#### STATED PROBLEM:
Which lines in the entries below contain the word "background"? Gather every one of them and copy each line out in full.

Rows from an object pointing dataset:
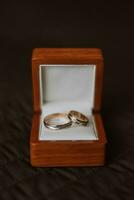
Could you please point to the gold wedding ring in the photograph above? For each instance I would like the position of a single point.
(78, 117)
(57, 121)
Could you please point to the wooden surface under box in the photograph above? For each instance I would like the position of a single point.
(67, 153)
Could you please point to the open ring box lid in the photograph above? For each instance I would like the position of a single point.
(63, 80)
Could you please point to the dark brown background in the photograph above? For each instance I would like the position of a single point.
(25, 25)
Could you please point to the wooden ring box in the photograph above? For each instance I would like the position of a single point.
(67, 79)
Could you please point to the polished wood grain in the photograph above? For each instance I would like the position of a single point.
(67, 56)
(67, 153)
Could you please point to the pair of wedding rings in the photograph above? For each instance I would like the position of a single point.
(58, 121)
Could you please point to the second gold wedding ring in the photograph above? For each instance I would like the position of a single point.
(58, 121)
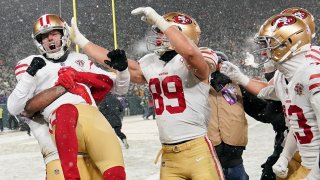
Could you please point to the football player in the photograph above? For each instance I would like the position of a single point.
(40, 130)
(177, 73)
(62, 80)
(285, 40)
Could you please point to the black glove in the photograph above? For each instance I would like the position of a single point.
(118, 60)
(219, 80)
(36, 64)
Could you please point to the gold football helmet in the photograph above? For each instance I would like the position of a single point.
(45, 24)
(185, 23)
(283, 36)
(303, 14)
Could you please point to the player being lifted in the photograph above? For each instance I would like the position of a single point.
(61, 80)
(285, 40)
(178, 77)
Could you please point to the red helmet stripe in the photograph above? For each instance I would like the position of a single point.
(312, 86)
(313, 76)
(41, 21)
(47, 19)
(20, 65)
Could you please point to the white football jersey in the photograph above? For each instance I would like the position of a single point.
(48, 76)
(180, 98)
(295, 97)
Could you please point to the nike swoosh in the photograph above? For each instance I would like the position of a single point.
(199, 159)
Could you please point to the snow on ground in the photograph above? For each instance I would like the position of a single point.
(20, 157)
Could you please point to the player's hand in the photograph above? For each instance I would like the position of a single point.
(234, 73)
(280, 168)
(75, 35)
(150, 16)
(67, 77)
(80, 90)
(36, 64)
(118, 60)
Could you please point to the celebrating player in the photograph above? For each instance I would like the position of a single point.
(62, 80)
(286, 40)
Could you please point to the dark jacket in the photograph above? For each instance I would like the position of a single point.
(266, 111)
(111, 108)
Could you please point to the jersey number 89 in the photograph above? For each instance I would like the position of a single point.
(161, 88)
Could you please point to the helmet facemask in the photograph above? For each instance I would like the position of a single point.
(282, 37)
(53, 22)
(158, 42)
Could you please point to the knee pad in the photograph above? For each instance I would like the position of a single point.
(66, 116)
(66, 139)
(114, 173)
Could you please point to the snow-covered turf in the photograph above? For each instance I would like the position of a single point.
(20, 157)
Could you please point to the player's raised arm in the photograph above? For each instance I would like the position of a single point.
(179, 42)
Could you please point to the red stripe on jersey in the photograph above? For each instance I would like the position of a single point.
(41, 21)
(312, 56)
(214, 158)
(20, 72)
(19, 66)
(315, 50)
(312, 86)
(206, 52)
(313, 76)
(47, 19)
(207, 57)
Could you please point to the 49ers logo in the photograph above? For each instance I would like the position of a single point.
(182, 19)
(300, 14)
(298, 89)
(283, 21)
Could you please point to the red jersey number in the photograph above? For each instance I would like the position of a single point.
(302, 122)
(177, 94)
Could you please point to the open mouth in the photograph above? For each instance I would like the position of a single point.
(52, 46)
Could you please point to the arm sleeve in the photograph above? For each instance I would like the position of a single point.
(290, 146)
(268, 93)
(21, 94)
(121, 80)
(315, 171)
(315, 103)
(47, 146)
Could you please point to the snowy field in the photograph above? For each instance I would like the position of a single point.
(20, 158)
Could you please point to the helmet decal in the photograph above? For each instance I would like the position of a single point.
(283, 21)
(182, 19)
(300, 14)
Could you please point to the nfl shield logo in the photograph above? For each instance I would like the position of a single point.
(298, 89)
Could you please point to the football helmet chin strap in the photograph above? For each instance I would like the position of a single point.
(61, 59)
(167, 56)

* * *

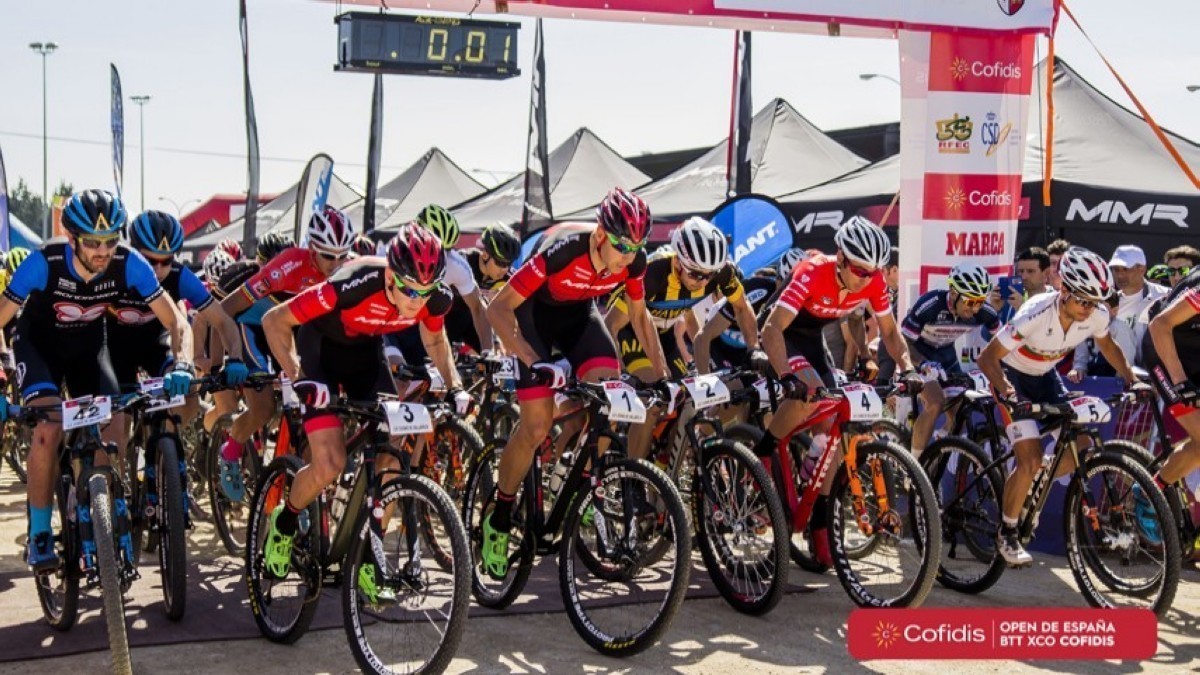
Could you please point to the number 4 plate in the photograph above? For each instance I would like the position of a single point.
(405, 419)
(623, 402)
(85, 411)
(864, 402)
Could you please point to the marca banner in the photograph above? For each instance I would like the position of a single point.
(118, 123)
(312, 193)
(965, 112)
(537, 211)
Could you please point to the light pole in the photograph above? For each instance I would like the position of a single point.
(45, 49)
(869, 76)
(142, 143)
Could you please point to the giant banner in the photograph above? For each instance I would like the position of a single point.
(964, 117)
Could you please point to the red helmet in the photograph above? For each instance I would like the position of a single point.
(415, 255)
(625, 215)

==

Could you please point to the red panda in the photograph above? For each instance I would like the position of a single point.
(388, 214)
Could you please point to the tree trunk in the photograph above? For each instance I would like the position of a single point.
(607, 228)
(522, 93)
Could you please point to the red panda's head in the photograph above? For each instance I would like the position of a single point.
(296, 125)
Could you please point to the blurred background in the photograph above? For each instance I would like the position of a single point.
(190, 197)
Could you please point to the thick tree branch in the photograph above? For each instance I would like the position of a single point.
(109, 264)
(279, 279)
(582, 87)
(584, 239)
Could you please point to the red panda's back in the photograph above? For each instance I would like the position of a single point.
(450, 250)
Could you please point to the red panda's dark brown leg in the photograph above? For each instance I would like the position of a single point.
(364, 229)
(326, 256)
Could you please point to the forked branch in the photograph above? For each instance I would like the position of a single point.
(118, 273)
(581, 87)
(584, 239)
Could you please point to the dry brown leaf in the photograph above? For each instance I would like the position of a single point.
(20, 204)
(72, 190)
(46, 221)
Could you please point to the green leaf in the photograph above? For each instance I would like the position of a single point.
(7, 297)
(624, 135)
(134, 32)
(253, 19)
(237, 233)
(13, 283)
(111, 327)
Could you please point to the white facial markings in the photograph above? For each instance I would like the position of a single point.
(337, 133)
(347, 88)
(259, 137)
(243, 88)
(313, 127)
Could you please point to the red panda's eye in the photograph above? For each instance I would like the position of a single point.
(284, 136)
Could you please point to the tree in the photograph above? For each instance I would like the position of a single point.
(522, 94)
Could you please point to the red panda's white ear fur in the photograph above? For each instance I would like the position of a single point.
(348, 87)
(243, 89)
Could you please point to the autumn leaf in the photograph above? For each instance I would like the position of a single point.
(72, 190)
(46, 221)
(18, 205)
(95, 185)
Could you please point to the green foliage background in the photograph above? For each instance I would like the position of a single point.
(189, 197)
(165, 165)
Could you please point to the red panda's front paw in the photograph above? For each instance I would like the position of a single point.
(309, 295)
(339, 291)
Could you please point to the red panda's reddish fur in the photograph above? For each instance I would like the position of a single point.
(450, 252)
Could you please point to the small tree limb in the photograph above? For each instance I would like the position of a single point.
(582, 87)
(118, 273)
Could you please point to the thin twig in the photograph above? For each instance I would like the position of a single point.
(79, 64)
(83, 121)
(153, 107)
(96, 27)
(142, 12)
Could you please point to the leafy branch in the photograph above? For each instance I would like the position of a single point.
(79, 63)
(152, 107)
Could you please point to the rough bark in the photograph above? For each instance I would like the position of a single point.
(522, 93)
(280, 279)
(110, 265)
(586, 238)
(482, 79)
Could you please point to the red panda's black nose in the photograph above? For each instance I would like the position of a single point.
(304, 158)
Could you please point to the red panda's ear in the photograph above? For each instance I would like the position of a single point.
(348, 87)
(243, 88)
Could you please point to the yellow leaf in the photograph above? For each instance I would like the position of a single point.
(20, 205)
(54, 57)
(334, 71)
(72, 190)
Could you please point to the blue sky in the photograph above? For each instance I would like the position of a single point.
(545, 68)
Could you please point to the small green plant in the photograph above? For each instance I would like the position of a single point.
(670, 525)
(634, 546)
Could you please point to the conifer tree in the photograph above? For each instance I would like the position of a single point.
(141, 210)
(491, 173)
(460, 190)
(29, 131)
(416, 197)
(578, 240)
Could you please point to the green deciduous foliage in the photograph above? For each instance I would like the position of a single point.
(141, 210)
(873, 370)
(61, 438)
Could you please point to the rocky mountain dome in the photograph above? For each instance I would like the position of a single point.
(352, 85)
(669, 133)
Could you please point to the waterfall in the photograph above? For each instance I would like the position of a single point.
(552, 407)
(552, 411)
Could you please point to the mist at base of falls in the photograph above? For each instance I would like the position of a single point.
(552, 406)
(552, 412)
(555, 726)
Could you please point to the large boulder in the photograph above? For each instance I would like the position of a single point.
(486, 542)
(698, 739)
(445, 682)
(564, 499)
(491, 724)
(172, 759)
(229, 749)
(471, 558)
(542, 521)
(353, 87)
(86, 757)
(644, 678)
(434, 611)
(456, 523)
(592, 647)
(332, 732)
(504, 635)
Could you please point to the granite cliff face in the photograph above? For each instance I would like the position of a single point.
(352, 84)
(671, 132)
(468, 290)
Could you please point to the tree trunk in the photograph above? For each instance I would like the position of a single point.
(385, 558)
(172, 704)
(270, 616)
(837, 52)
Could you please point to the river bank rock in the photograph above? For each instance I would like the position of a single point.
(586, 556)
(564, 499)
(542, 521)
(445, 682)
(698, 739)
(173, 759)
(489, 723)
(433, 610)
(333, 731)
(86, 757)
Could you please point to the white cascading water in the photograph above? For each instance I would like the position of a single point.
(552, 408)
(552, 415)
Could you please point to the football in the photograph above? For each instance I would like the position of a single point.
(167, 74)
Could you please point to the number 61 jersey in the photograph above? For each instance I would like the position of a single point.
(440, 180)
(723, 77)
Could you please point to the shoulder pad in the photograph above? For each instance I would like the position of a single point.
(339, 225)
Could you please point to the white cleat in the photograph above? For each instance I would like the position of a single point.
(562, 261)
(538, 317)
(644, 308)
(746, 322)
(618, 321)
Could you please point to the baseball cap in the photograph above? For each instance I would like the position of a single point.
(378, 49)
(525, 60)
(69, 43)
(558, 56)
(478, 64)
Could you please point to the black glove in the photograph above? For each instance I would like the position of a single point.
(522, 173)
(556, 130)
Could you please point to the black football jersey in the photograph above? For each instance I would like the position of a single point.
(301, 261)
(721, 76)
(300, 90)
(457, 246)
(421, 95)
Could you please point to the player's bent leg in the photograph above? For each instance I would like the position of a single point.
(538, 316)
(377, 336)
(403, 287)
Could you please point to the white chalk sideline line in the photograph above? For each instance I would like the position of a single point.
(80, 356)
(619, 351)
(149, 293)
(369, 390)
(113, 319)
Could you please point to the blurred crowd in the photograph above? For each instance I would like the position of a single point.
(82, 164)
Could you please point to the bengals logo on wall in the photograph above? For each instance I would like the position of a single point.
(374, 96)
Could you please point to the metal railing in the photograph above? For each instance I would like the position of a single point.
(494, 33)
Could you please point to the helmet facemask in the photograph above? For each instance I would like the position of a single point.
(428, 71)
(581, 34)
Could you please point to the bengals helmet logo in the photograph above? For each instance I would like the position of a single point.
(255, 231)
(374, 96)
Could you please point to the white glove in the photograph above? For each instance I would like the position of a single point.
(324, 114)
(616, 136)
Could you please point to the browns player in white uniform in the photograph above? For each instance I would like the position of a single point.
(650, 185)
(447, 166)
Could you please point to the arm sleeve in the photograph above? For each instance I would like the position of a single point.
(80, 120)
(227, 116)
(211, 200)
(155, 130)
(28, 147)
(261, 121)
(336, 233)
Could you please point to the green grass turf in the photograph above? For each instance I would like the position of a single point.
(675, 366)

#### EXERCISE OUTPUT:
Could you please point to the dark brown background in the photograph above? For each instance I would like the position of a single point.
Could you please point to the blurred background in the photograph above? For each instance I would like the position of a single point.
Could you please point to the green foliage background in the photograph above? For each instance I would like the position of a single point.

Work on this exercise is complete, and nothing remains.